TEXTAUSZUG:
# Rahmen bauen, Bildrand soll gespiegelt werden



## mogli32 (6. Januar 2007)

Ich möchte bei einem bearbeiteten Bild einen 3 cm breiten Rahmen anhängen. Der Rahmen soll das Bildmotiv 3 cm umlaufend spiegeln. Nicht das ganze Bild sondern nur 3 cm von der Aussenkante gerechnet.
Ich habe CS1
Ich hoffe es kann mir jemand erklären wie das funktioniert.

Schon mal Danke im vorraus...


----------



## LRK (6. Januar 2007)

Ich verstehe das nicht genau. Willst du eine 3 cm dicke Konturlinie, die das Objekt im Bild umgibt? Und was soll dann gespiegelt werden? Könntest du eine Skizze zeichnen?


----------



## mogli32 (8. Januar 2007)

Ich habe hier ein Bild. Das möchte ich machen. Der Übergang soll nahtlos und 3 cm Breit sein !

Ich hoffe mir kann das jemand, wenn Möglich schrittweise, erklären.

Dankeschön )))


----------



## Alexander Groß (8. Januar 2007)

AUFGABENSTELLUNG 1:
Schreibe aus dem Forenthread über den gespiegelten Bildrand den Abschnitt von "Ich verstehe das" bis "Möglich schrittweise, erklären." wortgetreu ab.
AUFGABENSTELLUNG 2:
Nenne alle Benutzernamen, die im Forenthread über den gespiegelten Bildrand als Verfasser über einem Beitrag stehen, jeden nur einmal.
AUFGABENSTELLUNG 3:
Führe den Forenthread über den gespiegelten Bildrand im Anschluss an seine letzte Zeile weiter.

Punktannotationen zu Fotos
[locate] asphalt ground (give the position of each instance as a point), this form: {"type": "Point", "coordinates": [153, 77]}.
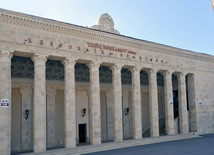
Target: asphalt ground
{"type": "Point", "coordinates": [195, 146]}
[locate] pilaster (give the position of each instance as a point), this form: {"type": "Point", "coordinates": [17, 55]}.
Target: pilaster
{"type": "Point", "coordinates": [182, 103]}
{"type": "Point", "coordinates": [136, 103]}
{"type": "Point", "coordinates": [125, 105]}
{"type": "Point", "coordinates": [26, 93]}
{"type": "Point", "coordinates": [39, 123]}
{"type": "Point", "coordinates": [153, 103]}
{"type": "Point", "coordinates": [117, 102]}
{"type": "Point", "coordinates": [5, 93]}
{"type": "Point", "coordinates": [94, 104]}
{"type": "Point", "coordinates": [169, 113]}
{"type": "Point", "coordinates": [51, 92]}
{"type": "Point", "coordinates": [110, 124]}
{"type": "Point", "coordinates": [70, 103]}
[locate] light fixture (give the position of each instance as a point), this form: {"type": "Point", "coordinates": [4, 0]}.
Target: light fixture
{"type": "Point", "coordinates": [27, 113]}
{"type": "Point", "coordinates": [126, 111]}
{"type": "Point", "coordinates": [83, 112]}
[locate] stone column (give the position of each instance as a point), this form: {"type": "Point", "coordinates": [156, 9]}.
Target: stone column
{"type": "Point", "coordinates": [26, 122]}
{"type": "Point", "coordinates": [136, 103]}
{"type": "Point", "coordinates": [94, 104]}
{"type": "Point", "coordinates": [117, 102]}
{"type": "Point", "coordinates": [125, 104]}
{"type": "Point", "coordinates": [70, 103]}
{"type": "Point", "coordinates": [39, 123]}
{"type": "Point", "coordinates": [153, 103]}
{"type": "Point", "coordinates": [51, 93]}
{"type": "Point", "coordinates": [5, 93]}
{"type": "Point", "coordinates": [169, 113]}
{"type": "Point", "coordinates": [192, 103]}
{"type": "Point", "coordinates": [110, 126]}
{"type": "Point", "coordinates": [182, 104]}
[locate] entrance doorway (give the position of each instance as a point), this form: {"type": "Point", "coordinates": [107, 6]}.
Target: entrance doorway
{"type": "Point", "coordinates": [82, 133]}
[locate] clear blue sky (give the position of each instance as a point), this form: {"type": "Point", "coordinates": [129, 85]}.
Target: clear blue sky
{"type": "Point", "coordinates": [186, 24]}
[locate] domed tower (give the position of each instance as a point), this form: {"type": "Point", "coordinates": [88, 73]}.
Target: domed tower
{"type": "Point", "coordinates": [105, 23]}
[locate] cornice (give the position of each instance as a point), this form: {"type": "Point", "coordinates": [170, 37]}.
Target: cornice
{"type": "Point", "coordinates": [53, 26]}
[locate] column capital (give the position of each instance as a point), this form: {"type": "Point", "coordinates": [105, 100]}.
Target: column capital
{"type": "Point", "coordinates": [6, 53]}
{"type": "Point", "coordinates": [115, 67]}
{"type": "Point", "coordinates": [51, 91]}
{"type": "Point", "coordinates": [180, 74]}
{"type": "Point", "coordinates": [151, 71]}
{"type": "Point", "coordinates": [167, 73]}
{"type": "Point", "coordinates": [69, 61]}
{"type": "Point", "coordinates": [136, 69]}
{"type": "Point", "coordinates": [39, 58]}
{"type": "Point", "coordinates": [25, 90]}
{"type": "Point", "coordinates": [93, 64]}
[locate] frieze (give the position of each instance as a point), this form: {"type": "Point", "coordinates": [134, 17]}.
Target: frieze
{"type": "Point", "coordinates": [103, 50]}
{"type": "Point", "coordinates": [32, 22]}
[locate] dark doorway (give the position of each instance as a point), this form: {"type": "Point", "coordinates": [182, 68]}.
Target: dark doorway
{"type": "Point", "coordinates": [82, 133]}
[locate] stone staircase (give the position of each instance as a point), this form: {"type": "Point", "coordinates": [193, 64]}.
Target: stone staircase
{"type": "Point", "coordinates": [116, 145]}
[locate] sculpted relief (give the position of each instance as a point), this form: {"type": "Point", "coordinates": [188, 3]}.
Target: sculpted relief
{"type": "Point", "coordinates": [105, 23]}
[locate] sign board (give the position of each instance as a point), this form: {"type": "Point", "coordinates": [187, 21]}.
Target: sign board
{"type": "Point", "coordinates": [4, 102]}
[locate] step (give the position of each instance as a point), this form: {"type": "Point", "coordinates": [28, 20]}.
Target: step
{"type": "Point", "coordinates": [116, 145]}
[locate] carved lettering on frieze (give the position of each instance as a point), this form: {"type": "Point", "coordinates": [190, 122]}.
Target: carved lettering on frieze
{"type": "Point", "coordinates": [41, 42]}
{"type": "Point", "coordinates": [29, 40]}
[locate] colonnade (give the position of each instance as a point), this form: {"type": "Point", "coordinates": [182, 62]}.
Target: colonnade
{"type": "Point", "coordinates": [94, 98]}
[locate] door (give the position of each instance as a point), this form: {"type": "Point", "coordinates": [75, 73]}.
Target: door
{"type": "Point", "coordinates": [82, 133]}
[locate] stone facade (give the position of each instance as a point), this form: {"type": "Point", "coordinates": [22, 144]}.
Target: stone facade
{"type": "Point", "coordinates": [85, 85]}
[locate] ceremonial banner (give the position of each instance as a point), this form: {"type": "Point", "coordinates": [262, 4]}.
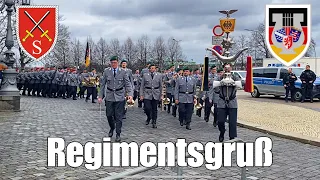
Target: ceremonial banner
{"type": "Point", "coordinates": [205, 75]}
{"type": "Point", "coordinates": [288, 31]}
{"type": "Point", "coordinates": [37, 29]}
{"type": "Point", "coordinates": [87, 57]}
{"type": "Point", "coordinates": [249, 77]}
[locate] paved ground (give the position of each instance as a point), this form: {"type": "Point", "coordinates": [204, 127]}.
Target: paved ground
{"type": "Point", "coordinates": [269, 98]}
{"type": "Point", "coordinates": [23, 147]}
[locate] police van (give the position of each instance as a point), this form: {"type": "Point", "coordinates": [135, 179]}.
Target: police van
{"type": "Point", "coordinates": [269, 81]}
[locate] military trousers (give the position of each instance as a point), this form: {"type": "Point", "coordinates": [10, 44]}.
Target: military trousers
{"type": "Point", "coordinates": [136, 95]}
{"type": "Point", "coordinates": [91, 91]}
{"type": "Point", "coordinates": [307, 91]}
{"type": "Point", "coordinates": [207, 108]}
{"type": "Point", "coordinates": [290, 89]}
{"type": "Point", "coordinates": [170, 96]}
{"type": "Point", "coordinates": [114, 112]}
{"type": "Point", "coordinates": [222, 118]}
{"type": "Point", "coordinates": [53, 90]}
{"type": "Point", "coordinates": [185, 112]}
{"type": "Point", "coordinates": [82, 90]}
{"type": "Point", "coordinates": [151, 109]}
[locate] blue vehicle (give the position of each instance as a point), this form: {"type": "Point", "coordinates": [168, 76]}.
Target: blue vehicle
{"type": "Point", "coordinates": [269, 81]}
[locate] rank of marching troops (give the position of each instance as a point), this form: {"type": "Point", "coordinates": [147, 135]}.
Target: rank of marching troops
{"type": "Point", "coordinates": [120, 86]}
{"type": "Point", "coordinates": [58, 82]}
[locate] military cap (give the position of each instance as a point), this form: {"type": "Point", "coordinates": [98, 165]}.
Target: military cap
{"type": "Point", "coordinates": [220, 70]}
{"type": "Point", "coordinates": [186, 69]}
{"type": "Point", "coordinates": [151, 65]}
{"type": "Point", "coordinates": [124, 60]}
{"type": "Point", "coordinates": [114, 58]}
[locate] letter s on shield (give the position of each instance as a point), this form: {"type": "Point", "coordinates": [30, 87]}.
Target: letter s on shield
{"type": "Point", "coordinates": [37, 29]}
{"type": "Point", "coordinates": [288, 31]}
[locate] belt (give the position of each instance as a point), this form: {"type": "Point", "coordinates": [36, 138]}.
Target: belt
{"type": "Point", "coordinates": [230, 98]}
{"type": "Point", "coordinates": [115, 89]}
{"type": "Point", "coordinates": [186, 92]}
{"type": "Point", "coordinates": [152, 87]}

ERWARTETE AUSGABE 1:
Ich verstehe das nicht genau. Willst du eine 3 cm dicke Konturlinie, die das Objekt im Bild umgibt? Und was soll dann gespiegelt werden? Könntest du eine Skizze zeichnen?


----------



## mogli32 (8. Januar 2007)

Ich habe hier ein Bild. Das möchte ich machen. Der Übergang soll nahtlos und 3 cm Breit sein !

Ich hoffe mir kann das jemand, wenn Möglich schrittweise, erklären.

ERWARTETE AUSGABE 2:
mogli32, LRK, Alexander Groß

ERWARTETE AUSGABE 3:
Stell das Lineal auf cm um.

Zieh dir dann bei gedrückter Umschalttaste 4 Hilfslinien im 3 cm Abstand heraus. 

- Bild
- Arbeitsfläche
- Neue Größe
- relativ

je 6 cm

Weiter 4 Hilfslinien an die Aussenränder setzen

Auswahlrechteck nehmen und den jeweils zu spiegelnden Bereich auswählen (Hilfslinien erleichtern das ganze)

Strg+J kopiert das ganze auf eine neue Ebene
Strg+T Ruft transformationsmodus auf

Rechtsklick in Transformationsfläche lässt Untermenü erscheinen

Gewünschte Spiegelung vornehmen und mit Verschiebewerkzeug an die richtige Stelle schieben.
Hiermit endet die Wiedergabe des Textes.